§ EXERCISE DESCRIPTION: Copy out, word for word, the lines of the material that begin with the line containing "Help me locate the car roof" and end with the line containing "165,153 -> 185,174", including both of those lines.

(Entries on locating named things)
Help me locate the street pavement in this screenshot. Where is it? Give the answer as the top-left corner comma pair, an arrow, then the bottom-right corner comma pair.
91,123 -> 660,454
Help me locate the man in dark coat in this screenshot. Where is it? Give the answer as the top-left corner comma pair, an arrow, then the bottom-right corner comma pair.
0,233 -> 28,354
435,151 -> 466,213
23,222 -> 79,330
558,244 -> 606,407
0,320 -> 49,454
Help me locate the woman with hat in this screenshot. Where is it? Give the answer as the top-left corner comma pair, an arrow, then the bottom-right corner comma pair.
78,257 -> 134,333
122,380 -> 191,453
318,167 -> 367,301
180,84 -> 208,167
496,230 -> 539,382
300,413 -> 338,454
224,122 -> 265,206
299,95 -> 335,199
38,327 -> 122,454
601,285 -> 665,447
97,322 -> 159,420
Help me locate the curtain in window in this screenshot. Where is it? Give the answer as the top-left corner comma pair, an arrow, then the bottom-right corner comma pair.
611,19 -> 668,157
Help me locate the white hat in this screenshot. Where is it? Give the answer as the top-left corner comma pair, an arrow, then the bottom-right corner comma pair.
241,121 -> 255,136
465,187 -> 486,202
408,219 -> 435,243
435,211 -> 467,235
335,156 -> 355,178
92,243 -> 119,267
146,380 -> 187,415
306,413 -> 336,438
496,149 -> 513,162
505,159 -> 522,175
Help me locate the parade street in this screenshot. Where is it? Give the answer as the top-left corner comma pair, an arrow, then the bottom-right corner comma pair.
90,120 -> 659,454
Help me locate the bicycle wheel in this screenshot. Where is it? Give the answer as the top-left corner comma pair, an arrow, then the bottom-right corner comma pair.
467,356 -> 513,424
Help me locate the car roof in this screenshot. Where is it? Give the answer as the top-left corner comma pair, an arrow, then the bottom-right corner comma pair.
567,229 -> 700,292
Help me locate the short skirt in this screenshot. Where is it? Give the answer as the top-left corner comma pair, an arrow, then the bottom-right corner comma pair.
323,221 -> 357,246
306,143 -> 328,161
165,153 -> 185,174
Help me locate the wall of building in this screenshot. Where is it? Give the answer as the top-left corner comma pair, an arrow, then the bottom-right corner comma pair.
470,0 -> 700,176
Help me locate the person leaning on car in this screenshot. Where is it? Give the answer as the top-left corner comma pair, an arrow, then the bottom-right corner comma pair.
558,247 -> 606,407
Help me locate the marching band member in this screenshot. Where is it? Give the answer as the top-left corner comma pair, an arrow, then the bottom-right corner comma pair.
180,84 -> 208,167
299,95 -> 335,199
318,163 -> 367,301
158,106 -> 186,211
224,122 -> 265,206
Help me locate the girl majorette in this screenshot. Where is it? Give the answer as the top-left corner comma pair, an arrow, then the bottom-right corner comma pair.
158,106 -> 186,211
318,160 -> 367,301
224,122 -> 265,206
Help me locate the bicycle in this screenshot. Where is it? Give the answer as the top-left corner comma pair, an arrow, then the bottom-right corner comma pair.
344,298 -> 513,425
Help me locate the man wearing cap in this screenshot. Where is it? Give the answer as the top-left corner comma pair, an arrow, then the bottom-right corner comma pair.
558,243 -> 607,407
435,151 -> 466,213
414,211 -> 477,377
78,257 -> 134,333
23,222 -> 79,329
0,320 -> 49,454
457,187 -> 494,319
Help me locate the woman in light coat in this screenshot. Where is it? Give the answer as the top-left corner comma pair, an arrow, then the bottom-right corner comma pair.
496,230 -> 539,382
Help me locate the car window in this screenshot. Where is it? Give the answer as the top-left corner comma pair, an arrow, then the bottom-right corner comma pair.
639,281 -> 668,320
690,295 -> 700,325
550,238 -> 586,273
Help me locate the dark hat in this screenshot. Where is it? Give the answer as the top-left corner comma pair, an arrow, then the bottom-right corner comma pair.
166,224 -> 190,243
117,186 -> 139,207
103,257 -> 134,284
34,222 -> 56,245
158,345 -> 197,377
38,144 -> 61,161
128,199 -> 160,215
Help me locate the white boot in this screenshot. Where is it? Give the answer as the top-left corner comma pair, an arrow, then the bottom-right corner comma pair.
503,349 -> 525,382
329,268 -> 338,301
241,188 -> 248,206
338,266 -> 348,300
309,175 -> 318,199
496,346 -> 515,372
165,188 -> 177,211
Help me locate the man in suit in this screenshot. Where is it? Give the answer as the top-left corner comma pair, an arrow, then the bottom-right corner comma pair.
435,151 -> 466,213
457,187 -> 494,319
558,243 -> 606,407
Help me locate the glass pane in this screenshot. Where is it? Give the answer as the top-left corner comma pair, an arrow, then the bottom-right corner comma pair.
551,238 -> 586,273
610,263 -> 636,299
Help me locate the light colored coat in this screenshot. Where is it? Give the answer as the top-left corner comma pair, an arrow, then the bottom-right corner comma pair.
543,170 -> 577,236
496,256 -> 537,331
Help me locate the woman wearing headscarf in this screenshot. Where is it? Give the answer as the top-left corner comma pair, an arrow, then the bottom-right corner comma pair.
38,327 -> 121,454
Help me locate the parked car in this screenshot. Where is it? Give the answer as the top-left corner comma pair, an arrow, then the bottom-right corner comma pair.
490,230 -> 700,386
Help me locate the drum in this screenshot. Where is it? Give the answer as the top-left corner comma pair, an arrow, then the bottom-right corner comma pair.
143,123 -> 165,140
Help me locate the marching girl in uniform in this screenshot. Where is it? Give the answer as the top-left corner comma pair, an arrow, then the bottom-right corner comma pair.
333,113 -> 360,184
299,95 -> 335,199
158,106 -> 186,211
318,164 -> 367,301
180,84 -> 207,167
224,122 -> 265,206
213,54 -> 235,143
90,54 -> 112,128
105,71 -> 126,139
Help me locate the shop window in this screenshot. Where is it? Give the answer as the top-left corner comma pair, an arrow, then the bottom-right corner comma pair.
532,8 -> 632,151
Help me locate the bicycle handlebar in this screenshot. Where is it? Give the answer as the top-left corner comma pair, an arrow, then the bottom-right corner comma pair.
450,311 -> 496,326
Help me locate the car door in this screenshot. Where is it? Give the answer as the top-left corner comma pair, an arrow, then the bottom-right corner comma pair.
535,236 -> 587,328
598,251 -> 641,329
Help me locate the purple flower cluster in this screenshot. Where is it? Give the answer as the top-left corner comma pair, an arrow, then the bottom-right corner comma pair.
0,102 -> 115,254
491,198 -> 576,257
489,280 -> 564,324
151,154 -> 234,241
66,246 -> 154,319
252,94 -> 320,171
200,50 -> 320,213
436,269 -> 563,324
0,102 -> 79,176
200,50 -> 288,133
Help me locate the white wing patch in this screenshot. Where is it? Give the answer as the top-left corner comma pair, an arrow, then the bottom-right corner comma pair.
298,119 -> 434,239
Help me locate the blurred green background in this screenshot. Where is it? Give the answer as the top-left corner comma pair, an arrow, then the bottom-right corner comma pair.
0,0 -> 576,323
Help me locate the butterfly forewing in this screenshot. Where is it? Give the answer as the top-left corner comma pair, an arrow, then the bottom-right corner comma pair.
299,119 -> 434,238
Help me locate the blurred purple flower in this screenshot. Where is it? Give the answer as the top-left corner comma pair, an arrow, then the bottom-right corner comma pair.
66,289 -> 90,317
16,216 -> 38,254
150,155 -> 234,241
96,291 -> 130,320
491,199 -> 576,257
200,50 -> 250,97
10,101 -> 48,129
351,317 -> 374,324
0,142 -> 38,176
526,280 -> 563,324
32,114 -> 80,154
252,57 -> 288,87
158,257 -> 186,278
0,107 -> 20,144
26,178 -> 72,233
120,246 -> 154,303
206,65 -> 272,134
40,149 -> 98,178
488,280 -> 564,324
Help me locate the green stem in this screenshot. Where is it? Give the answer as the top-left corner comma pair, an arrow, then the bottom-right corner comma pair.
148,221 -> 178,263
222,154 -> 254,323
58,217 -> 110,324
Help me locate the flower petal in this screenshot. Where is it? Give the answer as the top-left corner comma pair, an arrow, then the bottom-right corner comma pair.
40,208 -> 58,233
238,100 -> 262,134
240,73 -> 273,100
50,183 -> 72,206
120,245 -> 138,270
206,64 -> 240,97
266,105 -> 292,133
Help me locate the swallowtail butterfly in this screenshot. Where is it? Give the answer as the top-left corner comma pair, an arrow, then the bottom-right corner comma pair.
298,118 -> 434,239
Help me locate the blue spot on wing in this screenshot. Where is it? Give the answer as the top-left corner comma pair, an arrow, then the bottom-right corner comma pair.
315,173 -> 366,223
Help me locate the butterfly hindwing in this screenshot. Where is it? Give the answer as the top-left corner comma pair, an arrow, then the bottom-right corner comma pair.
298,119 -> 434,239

§ FINAL RESULT:
Help me locate the car roof in this screenshot. Where is it? Give the answer as the top-left corner comma pair, an arrow, then the bottom-right corner comma pair.
567,229 -> 700,292
Help me locate the short skirt in this screenshot. Where is it? Give the answer as the top-left corner comma pair, an arrow, then the bottom-right corner comma pair.
323,221 -> 357,246
306,143 -> 328,161
165,153 -> 185,174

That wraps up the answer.